Instructions for the task: Write out exactly the lines from the one containing "target | grazing horse" through the last line of the records below, both included, and leave out any pictures.

Supplied records:
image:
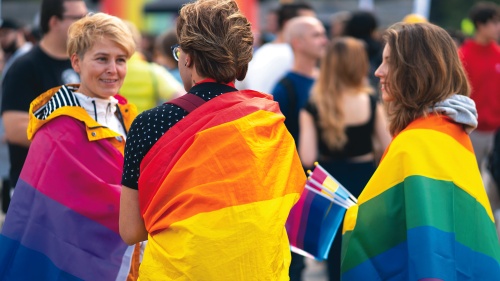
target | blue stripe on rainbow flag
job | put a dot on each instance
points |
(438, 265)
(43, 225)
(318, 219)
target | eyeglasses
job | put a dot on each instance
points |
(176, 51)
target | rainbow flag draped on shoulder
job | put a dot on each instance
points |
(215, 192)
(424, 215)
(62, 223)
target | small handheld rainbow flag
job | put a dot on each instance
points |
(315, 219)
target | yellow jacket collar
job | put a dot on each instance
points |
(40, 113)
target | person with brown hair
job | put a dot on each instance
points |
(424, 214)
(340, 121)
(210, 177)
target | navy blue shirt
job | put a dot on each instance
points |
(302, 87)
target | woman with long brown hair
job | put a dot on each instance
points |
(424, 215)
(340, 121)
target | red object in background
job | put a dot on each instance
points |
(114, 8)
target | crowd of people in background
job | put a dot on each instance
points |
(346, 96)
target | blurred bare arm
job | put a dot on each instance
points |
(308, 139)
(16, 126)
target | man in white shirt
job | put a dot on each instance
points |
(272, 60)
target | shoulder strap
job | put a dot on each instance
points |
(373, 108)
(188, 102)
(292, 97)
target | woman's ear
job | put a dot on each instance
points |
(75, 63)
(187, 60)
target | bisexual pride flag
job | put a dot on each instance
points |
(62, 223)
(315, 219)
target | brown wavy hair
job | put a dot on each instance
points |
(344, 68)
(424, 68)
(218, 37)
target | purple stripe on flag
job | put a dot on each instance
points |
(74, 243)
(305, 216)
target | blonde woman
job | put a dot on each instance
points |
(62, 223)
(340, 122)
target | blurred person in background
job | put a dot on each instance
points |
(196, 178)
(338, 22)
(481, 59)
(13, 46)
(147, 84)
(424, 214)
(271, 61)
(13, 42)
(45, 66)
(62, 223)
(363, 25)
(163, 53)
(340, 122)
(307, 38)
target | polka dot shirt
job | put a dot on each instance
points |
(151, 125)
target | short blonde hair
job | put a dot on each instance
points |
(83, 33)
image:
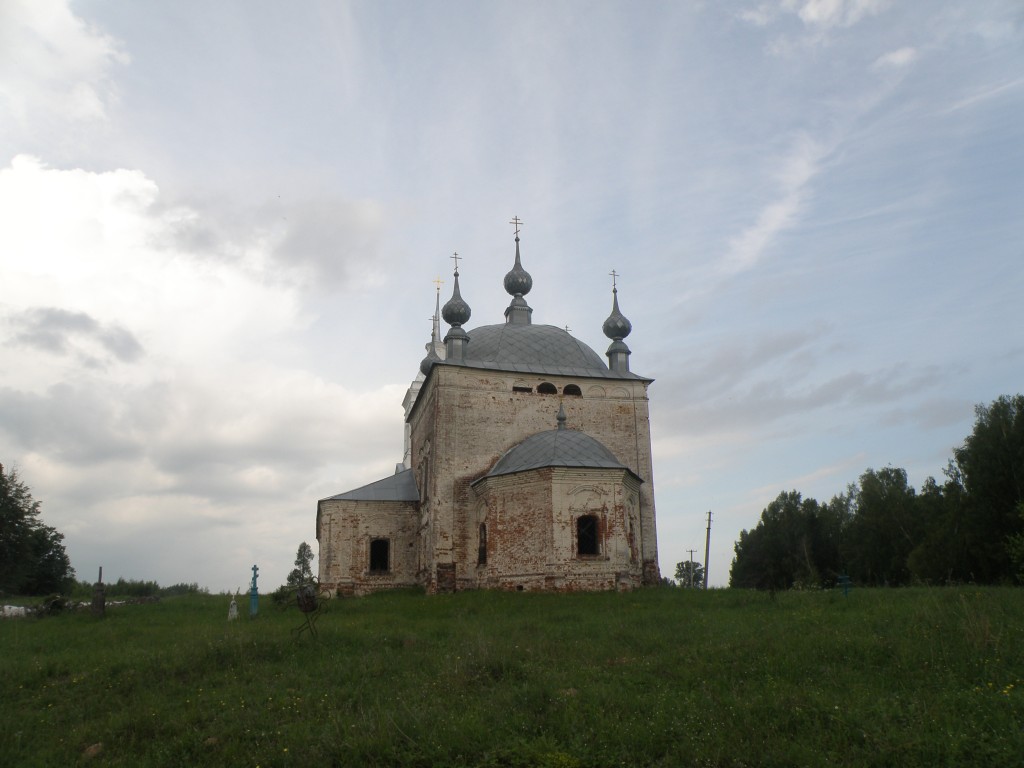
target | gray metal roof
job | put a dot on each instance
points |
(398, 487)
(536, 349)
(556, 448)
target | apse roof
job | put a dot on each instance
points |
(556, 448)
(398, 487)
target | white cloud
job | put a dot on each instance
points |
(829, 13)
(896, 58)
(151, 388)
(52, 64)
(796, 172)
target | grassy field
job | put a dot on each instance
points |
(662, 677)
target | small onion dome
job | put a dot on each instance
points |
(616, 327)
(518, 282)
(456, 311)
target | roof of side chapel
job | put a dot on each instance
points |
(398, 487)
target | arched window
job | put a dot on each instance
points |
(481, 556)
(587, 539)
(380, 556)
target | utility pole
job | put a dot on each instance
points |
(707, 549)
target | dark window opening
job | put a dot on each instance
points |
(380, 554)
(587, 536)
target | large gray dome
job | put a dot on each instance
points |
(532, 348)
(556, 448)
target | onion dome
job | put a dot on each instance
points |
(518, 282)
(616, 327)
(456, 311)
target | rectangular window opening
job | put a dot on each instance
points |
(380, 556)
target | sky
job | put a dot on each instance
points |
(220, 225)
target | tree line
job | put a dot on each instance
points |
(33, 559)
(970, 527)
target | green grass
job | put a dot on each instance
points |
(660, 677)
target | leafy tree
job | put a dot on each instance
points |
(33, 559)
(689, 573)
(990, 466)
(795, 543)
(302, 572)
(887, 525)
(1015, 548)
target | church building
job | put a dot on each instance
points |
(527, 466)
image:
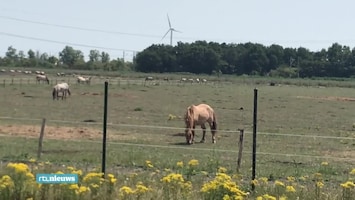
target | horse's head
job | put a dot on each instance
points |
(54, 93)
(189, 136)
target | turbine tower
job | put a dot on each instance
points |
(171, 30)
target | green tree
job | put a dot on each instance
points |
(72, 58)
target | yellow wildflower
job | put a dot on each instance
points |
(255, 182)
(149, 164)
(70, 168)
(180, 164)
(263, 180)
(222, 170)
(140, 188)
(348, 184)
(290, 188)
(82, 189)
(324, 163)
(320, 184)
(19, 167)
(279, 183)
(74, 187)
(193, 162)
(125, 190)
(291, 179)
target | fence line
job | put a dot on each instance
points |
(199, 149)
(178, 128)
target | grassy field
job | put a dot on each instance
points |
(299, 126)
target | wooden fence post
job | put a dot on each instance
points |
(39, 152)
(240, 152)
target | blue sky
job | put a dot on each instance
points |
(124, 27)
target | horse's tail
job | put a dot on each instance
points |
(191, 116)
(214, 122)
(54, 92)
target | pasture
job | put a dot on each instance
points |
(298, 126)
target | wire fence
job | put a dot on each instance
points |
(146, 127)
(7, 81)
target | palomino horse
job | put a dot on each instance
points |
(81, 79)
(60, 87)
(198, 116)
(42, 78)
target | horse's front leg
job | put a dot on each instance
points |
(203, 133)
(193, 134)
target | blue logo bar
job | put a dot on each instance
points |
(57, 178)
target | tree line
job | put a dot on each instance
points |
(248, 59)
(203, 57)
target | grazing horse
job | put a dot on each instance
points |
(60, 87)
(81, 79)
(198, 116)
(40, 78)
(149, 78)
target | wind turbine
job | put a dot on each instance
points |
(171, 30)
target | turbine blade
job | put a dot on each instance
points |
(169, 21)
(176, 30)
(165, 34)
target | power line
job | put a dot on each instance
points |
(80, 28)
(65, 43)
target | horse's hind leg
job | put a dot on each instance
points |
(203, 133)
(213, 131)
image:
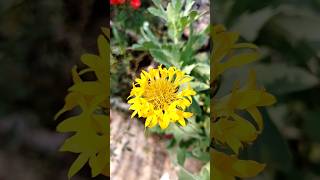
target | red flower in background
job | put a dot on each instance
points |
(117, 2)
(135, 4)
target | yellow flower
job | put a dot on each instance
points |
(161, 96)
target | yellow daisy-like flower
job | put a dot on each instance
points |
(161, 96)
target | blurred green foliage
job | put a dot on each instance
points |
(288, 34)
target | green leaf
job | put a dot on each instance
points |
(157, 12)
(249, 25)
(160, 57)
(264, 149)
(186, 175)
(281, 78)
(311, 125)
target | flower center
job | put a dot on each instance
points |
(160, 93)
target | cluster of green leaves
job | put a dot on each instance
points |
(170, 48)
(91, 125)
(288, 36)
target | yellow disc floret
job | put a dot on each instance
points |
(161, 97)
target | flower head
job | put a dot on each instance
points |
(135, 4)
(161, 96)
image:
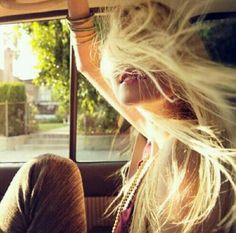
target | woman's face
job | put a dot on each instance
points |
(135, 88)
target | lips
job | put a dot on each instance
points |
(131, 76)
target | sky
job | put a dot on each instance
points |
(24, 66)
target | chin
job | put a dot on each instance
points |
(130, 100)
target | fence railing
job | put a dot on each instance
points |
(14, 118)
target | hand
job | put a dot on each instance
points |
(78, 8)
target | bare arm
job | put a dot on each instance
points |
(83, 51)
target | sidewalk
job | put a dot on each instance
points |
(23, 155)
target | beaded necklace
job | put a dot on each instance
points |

Output for this task:
target | grazing horse
job | put a dot on each instance
points |
(60, 87)
(81, 79)
(198, 116)
(40, 78)
(149, 78)
target | wind turbine
job | put a dot on each instance
points |
(171, 30)
target | turbine blade
job | put a dot on each instance
points |
(169, 21)
(176, 30)
(165, 34)
target | power line
job | put a dot on each instance
points |
(80, 28)
(65, 43)
target | horse's hind leg
job | put a dot on each instance
points |
(203, 133)
(213, 131)
image:
target | red flower in background
job | put a dot on each instance
points |
(117, 2)
(135, 4)
target | yellow flower
job | put a dot on each instance
points |
(161, 96)
target | yellow daisy-like flower
job | put a dot on each instance
points |
(161, 96)
target | blurred green foliage
job | put a dot on each instance
points |
(288, 34)
target | green leaf
job | put a dot on each instance
points |
(157, 12)
(249, 25)
(160, 57)
(264, 149)
(186, 175)
(281, 78)
(311, 125)
target | flower center
job | put a dot on each instance
points |
(160, 93)
target | cluster of green leaves
job | put a dot on each instance
points |
(170, 48)
(91, 125)
(288, 36)
target | yellow disc floret
job | put a dot on each instance
points |
(161, 97)
target | flower head
job | put a dot on each instance
points |
(135, 4)
(161, 96)
image:
target | woman's face
job | put a dot on each instance
points |
(135, 88)
target | lips
job | put a dot on each instance
points |
(131, 76)
target | sky
job | put a dot on each instance
points |
(24, 66)
target | chin
job | put a dot on each instance
points |
(130, 100)
target | fence railing
job | put a dot on each instance
points |
(14, 118)
target | hand
job | put a dot on each instance
points |
(78, 8)
target | bare arm
job | put a dot on each instance
points |
(83, 51)
target | sidewalk
job | put a dot on each instance
points |
(23, 155)
target | beaded necklace
job | put a dot on each instance
points |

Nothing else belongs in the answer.